Instruction:
Repeat the following lines precisely as they appear.

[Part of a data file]

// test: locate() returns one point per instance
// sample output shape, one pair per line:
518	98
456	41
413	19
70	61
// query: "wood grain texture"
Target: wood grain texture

Response to this task:
// test: locate() returns one point per instance
// sample output shape, one pair per line:
518	98
456	41
413	19
70	61
// query: "wood grain texture"
Target: wood grain texture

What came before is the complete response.